[Point-per-instance localization data]

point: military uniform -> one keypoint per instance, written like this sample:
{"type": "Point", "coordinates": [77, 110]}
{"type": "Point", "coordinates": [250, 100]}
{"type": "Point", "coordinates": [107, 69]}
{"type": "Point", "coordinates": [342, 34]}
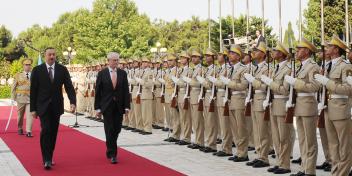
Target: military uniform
{"type": "Point", "coordinates": [306, 109]}
{"type": "Point", "coordinates": [337, 123]}
{"type": "Point", "coordinates": [20, 93]}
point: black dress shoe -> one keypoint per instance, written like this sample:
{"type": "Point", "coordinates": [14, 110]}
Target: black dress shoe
{"type": "Point", "coordinates": [241, 159]}
{"type": "Point", "coordinates": [47, 165]}
{"type": "Point", "coordinates": [29, 134]}
{"type": "Point", "coordinates": [297, 161]}
{"type": "Point", "coordinates": [298, 174]}
{"type": "Point", "coordinates": [322, 166]}
{"type": "Point", "coordinates": [208, 150]}
{"type": "Point", "coordinates": [221, 154]}
{"type": "Point", "coordinates": [251, 148]}
{"type": "Point", "coordinates": [273, 169]}
{"type": "Point", "coordinates": [282, 171]}
{"type": "Point", "coordinates": [182, 142]}
{"type": "Point", "coordinates": [260, 164]}
{"type": "Point", "coordinates": [251, 163]}
{"type": "Point", "coordinates": [113, 160]}
{"type": "Point", "coordinates": [20, 132]}
{"type": "Point", "coordinates": [328, 168]}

#### [WHAT THE TASK ASKS]
Output exactly the lines between the one containing "point: black dress" and the final line above, both inclusive.

#### [EXERCISE SOLUTION]
point: black dress shoe -> one keypoint per instance, written like this sample:
{"type": "Point", "coordinates": [14, 110]}
Target: black dress shoe
{"type": "Point", "coordinates": [241, 159]}
{"type": "Point", "coordinates": [47, 165]}
{"type": "Point", "coordinates": [29, 134]}
{"type": "Point", "coordinates": [297, 161]}
{"type": "Point", "coordinates": [298, 174]}
{"type": "Point", "coordinates": [322, 166]}
{"type": "Point", "coordinates": [208, 150]}
{"type": "Point", "coordinates": [221, 154]}
{"type": "Point", "coordinates": [251, 148]}
{"type": "Point", "coordinates": [273, 169]}
{"type": "Point", "coordinates": [282, 171]}
{"type": "Point", "coordinates": [182, 142]}
{"type": "Point", "coordinates": [260, 164]}
{"type": "Point", "coordinates": [251, 163]}
{"type": "Point", "coordinates": [113, 160]}
{"type": "Point", "coordinates": [20, 132]}
{"type": "Point", "coordinates": [328, 168]}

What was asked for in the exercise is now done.